_WORK ITEM:_
Every line below that holds the string "brown" should be copied.

_EXERCISE INPUT:_
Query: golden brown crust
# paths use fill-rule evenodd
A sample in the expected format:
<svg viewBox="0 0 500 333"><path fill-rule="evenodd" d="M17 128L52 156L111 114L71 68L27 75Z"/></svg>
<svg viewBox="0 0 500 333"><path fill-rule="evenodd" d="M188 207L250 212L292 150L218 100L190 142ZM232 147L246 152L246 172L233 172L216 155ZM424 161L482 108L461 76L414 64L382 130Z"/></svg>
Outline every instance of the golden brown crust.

_COMPLETED EXERCISE:_
Query: golden brown crust
Outline every instance of the golden brown crust.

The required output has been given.